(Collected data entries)
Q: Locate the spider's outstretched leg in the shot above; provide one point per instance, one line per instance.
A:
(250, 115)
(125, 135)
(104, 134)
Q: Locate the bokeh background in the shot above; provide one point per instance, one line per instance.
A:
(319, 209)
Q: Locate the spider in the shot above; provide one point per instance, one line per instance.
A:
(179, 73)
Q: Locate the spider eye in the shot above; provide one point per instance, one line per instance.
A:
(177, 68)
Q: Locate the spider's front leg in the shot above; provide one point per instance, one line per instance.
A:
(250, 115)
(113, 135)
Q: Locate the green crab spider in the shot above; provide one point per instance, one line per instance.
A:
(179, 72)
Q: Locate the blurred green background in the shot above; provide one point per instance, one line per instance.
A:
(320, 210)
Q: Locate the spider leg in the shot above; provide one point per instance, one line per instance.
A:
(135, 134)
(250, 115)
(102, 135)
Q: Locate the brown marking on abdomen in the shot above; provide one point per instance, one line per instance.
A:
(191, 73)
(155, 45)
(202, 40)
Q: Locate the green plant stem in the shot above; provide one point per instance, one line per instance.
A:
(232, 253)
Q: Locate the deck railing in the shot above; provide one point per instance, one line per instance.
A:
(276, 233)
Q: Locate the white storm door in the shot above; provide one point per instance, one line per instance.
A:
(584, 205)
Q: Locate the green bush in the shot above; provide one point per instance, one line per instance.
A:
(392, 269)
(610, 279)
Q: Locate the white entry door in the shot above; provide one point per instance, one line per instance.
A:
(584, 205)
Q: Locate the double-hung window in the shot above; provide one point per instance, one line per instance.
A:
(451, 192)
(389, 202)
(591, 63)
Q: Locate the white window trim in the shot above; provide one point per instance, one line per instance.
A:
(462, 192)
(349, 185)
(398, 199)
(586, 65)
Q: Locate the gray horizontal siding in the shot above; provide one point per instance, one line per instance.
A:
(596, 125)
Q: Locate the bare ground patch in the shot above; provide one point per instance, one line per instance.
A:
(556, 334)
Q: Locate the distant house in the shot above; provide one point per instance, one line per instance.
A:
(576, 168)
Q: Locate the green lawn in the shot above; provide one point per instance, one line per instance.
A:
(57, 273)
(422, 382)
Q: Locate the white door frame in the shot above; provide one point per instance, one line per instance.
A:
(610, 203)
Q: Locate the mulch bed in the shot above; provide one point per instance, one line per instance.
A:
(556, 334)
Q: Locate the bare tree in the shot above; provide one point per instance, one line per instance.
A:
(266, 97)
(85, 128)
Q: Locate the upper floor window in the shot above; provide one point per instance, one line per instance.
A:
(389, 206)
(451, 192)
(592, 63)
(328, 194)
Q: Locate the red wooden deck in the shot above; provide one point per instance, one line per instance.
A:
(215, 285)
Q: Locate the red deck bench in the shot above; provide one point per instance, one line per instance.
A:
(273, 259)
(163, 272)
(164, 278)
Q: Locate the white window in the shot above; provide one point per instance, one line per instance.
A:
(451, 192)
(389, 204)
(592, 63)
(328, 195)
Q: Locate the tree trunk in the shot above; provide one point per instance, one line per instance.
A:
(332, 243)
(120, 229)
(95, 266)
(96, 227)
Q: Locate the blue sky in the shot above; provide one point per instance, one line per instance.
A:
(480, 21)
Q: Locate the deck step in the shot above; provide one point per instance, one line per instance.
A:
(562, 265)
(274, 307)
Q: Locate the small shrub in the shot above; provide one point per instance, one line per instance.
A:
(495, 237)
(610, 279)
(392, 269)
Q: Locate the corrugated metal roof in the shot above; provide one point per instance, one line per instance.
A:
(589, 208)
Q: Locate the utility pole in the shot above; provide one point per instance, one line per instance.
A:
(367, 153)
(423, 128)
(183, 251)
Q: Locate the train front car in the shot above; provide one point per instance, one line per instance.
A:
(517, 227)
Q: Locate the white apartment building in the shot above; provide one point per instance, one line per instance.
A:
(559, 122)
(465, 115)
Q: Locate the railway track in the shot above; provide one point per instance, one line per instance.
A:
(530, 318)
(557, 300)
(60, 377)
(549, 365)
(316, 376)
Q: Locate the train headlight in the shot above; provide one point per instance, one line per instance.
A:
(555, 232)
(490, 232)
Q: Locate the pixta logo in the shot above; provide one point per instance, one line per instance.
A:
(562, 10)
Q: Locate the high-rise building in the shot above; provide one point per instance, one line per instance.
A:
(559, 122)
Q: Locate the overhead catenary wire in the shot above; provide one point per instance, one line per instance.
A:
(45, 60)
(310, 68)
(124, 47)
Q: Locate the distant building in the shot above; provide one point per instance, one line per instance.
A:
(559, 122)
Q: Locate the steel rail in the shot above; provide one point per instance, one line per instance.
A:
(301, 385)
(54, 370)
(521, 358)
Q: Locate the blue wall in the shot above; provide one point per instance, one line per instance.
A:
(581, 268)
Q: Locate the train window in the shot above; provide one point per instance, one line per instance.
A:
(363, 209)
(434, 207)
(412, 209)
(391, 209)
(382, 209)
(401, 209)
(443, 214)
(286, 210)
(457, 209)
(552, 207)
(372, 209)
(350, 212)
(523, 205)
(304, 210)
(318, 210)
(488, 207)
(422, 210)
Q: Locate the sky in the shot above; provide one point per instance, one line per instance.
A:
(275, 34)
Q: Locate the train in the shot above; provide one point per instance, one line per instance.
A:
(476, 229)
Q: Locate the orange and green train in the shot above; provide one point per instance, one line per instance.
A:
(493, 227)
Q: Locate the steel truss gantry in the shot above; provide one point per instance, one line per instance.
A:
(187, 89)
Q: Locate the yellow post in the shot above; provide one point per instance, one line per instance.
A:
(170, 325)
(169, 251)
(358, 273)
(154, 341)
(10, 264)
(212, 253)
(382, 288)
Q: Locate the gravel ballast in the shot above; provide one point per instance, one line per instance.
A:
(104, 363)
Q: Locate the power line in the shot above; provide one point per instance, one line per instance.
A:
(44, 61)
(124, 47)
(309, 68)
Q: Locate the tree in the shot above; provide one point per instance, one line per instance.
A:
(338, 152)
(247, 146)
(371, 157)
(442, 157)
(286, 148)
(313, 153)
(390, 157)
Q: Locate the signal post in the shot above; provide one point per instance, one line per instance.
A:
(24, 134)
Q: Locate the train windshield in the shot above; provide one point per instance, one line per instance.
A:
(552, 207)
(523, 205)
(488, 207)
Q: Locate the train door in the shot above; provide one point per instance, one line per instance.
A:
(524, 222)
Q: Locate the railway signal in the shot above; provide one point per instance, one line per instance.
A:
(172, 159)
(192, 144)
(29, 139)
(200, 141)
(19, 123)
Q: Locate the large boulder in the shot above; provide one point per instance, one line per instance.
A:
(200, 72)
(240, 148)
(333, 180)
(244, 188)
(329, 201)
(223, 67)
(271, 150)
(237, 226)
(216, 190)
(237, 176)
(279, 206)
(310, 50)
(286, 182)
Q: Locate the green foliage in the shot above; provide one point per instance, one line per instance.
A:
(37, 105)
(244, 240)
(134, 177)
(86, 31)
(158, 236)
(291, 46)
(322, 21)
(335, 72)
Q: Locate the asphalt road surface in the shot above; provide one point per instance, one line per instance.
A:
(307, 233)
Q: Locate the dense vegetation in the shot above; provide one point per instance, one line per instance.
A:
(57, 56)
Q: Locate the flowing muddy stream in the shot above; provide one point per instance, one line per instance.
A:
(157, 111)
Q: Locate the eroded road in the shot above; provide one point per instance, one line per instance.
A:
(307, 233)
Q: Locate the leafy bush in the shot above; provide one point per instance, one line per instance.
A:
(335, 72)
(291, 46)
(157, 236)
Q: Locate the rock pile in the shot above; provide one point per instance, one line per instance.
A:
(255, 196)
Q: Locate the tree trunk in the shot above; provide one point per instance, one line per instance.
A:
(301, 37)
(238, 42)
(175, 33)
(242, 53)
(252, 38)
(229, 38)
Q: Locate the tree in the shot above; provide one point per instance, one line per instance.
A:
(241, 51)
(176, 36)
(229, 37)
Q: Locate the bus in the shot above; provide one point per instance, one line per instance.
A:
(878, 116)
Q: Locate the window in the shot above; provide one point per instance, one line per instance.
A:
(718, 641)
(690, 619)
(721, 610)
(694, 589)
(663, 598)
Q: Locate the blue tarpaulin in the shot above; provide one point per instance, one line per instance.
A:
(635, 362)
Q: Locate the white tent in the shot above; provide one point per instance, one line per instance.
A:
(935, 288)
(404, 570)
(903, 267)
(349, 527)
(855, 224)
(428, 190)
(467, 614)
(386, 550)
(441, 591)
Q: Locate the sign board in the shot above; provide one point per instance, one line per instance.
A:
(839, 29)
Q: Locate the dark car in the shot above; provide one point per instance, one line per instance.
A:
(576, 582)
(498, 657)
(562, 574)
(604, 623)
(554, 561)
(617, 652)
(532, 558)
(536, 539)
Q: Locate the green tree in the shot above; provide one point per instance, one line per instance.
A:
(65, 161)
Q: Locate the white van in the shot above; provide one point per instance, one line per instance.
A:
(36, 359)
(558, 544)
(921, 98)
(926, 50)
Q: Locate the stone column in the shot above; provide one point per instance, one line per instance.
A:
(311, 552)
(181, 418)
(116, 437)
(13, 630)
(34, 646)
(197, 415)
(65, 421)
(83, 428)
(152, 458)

▶ [YOUR OBJECTIVE] Write out exactly the lines starting with the one that holds "Q: Locate the eroded" and running through the last line above.

▶ [EXERCISE RESULT]
Q: Locate the eroded road in the shot above; provide one point per instance, one line per instance.
A:
(307, 233)
Q: Locate the leafy bush in the shot above; provide one point per instance, one line per instance.
A:
(335, 72)
(291, 46)
(157, 236)
Q: Locate the rock pile in the shot above; provide one point per instance, one line per instance.
A:
(255, 196)
Q: Locate the tree trunk in the shot above; provide one point per instance, one line per instance.
A:
(301, 37)
(238, 42)
(175, 33)
(242, 53)
(252, 38)
(229, 38)
Q: Locate the tree in the shot above; provide one point per instance, one line per instance.
A:
(241, 51)
(176, 36)
(229, 37)
Q: Locate the bus in the shot above; provide one point per instance, one line per instance.
A:
(878, 116)
Q: Locate the window in the shot above; provide one point per instance, one line per instance.
A:
(718, 641)
(690, 619)
(721, 610)
(694, 589)
(663, 598)
Q: Locate the blue tarpaulin in the shot above; provide one point per instance, one line per instance.
A:
(635, 362)
Q: Locate the white tent in the shot above; provide one point per instance, one line per instance.
A:
(935, 288)
(404, 570)
(903, 267)
(349, 527)
(855, 224)
(428, 190)
(467, 614)
(386, 550)
(441, 591)
Q: Locate the sign board in the shot above; provide one point per instance, one line per instance.
A:
(839, 29)
Q: Locate the dark car in the shot above; provide one point per instance, one line per instance.
A:
(576, 582)
(498, 657)
(562, 574)
(604, 623)
(554, 561)
(617, 652)
(532, 558)
(536, 539)
Q: Locate the green tree in the shot above; provide one point per instance, one line per instance.
A:
(65, 161)
Q: Locate the white van in the shot above; provide one point per instance, one line per instance.
A:
(36, 359)
(558, 544)
(921, 98)
(926, 50)
Q: Locate the stone column in the shot above; provide one point per instance, one line per instance.
A:
(311, 552)
(181, 418)
(116, 437)
(13, 630)
(34, 646)
(197, 415)
(65, 421)
(83, 428)
(152, 458)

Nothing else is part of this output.